### [Arbeitsauftrag 1]
Schreiben Sie aus dem Text über das Lügen alles von „Wir alle lügen.“ bis hinunter zu „ersten zehn Minuten.“ wortgetreu ab.
### [Arbeitsauftrag 2]
Erläutern Sie anhand des Textes über das Lügen, weshalb es dem Text zufolge kein Anlass zur Beunruhigung ist, dass die meisten Kinder im Schulalter bereits geübte Lügner sind.
### [Arbeitsauftrag 3]
Setzen Sie den Text über das Lügen im Anschluss an seinen letzten Satz fort.

Wir alle lügen. Die amerikanische Betrugsexpertin Pamela Meyer – deren Vortrag darüber, woran man einen Lügner erkennt, 16 Millionen Mal im Netz angeklickt wurde – verrät uns, dass wir pro Tag zehn bis zweihundert Mal angelogen werden. Fremde, die sich begegnen, erzählen im Durchschnitt drei Lügen innerhalb der ersten zehn Minuten.

Männer erzählen acht Mal mehr Lügen, um sich selbst vor irgendetwas zu beschützen; Frauen erzählen die achtfache Menge an Lügen, um andere zu beschützen. Ehepartner belügen einander in zehn Gesprächen, die sie miteinander führen, durchschnittlich ein Mal. (Die meisten dieser Lügen sind natürlich von der harmlosen Art: „Nein, du bist nicht dicker geworden“ usw.)

Wir fangen schon früh mit dem Lügen an – ungefähr mit zwei Jahren. Im Schulalter sind die meisten Kinder schon ziemlich geübte Lügner; nicht einmal Fachleute, geschweige denn die eigenen Eltern vermögen es, Lügenmärchen von wahren Berichten zu scheiden. Dies ist kein Grund, alarmiert zu sein: Lügen ist ein Zeichen von Intelligenz.

Je früher Kinder mit dem Erzählen von fantastischen Geschichten beginnen, desto klüger sind sie. Vielleicht ist es keine Übertreibung zu behaupten, dass die Fähigkeit zu lügen uns als Spezies auszeichnet. Tiere können die Farbe ihrer Schuppen ihrer Umgebung anpassen oder mithilfe ihrer Flügel vortäuschen, dass sie riesige Augen haben. Aber sie lügen nicht.

Politiker lügen – entgegen einem weitverbreiteten Vorurteil – keineswegs mehr als der Durchschnittsbürger. Die Mittel, zu denen die meisten Politiker greifen, sind eher das Schweigen („Kein Kommentar“), die doppeldeutige Äußerung, das Nichtwidersprechen, wenn einem Politiker etwas als Verdienst gutgeschrieben wird, zu dem er in Wirklichkeit wenig oder nichts beigetragen hat (eine hervorragende Wirtschaftskonjunktur etwa).

### [Vorliegende Datensätze]
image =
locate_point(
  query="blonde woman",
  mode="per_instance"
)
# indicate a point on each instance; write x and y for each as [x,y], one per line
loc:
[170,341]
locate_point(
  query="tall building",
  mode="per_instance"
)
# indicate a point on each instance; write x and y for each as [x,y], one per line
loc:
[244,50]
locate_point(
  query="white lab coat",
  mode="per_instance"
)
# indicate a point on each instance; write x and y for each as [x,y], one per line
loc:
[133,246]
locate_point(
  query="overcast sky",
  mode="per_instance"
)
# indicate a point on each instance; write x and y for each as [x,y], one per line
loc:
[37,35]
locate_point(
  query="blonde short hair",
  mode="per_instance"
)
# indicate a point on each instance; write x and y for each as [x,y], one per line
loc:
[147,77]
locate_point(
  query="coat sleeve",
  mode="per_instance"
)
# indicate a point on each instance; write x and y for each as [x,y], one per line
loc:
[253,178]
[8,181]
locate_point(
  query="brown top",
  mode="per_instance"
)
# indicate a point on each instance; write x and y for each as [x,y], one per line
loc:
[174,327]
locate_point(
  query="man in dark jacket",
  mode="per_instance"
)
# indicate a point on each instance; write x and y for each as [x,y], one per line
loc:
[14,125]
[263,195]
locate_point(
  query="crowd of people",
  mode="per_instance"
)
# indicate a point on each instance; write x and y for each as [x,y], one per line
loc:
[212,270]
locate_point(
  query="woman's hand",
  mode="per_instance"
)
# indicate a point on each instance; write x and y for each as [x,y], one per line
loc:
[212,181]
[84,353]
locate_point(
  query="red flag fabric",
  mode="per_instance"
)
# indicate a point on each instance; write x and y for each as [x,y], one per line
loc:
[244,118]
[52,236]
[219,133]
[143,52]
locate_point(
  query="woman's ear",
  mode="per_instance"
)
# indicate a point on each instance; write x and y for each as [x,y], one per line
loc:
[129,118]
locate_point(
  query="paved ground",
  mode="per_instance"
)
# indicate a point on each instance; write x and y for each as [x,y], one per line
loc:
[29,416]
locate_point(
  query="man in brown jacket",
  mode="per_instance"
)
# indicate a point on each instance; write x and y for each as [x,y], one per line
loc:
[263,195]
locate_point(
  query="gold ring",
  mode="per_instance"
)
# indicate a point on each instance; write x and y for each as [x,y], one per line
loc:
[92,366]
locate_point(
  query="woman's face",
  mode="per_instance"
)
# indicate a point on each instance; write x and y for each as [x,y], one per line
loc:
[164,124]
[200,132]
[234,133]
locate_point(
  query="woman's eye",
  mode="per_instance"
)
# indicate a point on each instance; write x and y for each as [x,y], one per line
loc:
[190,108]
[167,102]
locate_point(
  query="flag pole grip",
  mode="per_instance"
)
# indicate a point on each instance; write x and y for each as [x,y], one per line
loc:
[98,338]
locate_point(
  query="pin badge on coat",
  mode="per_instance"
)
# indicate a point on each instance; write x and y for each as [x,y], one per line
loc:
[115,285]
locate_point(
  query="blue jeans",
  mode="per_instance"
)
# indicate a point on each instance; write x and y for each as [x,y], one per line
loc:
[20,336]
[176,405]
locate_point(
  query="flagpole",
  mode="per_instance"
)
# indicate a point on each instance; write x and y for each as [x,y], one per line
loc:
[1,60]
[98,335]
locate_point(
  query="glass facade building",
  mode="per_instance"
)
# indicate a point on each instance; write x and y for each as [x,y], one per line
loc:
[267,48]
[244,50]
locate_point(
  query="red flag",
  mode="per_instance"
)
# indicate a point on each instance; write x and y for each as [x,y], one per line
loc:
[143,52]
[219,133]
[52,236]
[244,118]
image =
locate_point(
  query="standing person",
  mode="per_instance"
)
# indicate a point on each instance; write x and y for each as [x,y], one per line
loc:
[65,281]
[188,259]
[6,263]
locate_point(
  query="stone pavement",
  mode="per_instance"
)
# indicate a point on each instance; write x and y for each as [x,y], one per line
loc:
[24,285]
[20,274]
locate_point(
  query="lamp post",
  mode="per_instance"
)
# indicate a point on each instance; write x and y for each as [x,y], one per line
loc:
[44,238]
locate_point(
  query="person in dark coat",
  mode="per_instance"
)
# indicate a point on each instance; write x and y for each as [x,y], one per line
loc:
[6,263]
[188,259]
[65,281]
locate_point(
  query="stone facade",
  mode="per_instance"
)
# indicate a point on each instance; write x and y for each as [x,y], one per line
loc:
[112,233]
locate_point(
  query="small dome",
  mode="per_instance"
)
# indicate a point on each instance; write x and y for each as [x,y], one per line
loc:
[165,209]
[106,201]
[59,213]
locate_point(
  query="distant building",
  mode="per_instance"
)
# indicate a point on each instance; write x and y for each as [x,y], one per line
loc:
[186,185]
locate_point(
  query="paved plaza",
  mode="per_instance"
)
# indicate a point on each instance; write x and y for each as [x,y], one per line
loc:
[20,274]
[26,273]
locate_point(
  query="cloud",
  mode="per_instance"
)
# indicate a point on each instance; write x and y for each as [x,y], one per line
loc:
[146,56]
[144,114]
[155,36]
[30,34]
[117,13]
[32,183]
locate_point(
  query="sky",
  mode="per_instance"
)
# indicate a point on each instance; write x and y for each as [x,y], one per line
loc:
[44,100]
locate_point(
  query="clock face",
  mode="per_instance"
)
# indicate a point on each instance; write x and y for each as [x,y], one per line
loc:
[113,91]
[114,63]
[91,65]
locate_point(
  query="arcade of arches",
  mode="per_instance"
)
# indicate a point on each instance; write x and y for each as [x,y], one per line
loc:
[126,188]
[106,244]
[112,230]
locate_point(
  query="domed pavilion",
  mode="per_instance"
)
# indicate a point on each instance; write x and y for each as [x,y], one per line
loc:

### [Antwort 1]
Wir alle lügen. Die amerikanische Betrugsexpertin Pamela Meyer – deren Vortrag darüber, woran man einen Lügner erkennt, 16 Millionen Mal im Netz angeklickt wurde – verrät uns, dass wir pro Tag zehn bis zweihundert Mal angelogen werden. Fremde, die sich begegnen, erzählen im Durchschnitt drei Lügen innerhalb der ersten zehn Minuten.

### [Antwort 2]
Dem Text zufolge ist Lügen ein Zeichen von Intelligenz. Je früher Kinder damit beginnen, fantastische Geschichten zu erzählen, desto klüger sind sie.

### [Antwort 3]
Die meisten Beispiele für Politikerlügen sind in Wahrheit keine, sie sind Beispiele für Wunschdenken. Nehmen wir Norbert Blüms berühmten Ausspruch „Die Rente ist sicher“ (der ein Ausweis von begrenzter Intelligenz, aber keine Lüge war) oder Helmut Kohls Versprechen, die deutsche Einheit werde nichts kosten und in der ehemaligen DDR würden binnen kurzer Zeit „blühende Landschaften“ entstehen. (Kohl sah nicht voraus, dass es mehr als eine Generation dauern würde, die Schäden zu reparieren, die der Sozialismus hinterlassen hatte.)

Dreiste Politikerlügen, die mit erhobenem Zeigefinger vorgetragen werden – erinnern wir uns an Bill Clintons Satz „Ich hatte keine sexuellen Beziehungen mit jener Frau“ –, sind in liberalen Demokratien eher selten. Das hat einen simplen Grund: Politiker wollen wiedergewählt werden. Und obwohl auch die Wähler und Wählerinnen in ihrem Alltag immerzu lügen (siehe oben), wollen sie doch von keinem Lügner vertreten werden.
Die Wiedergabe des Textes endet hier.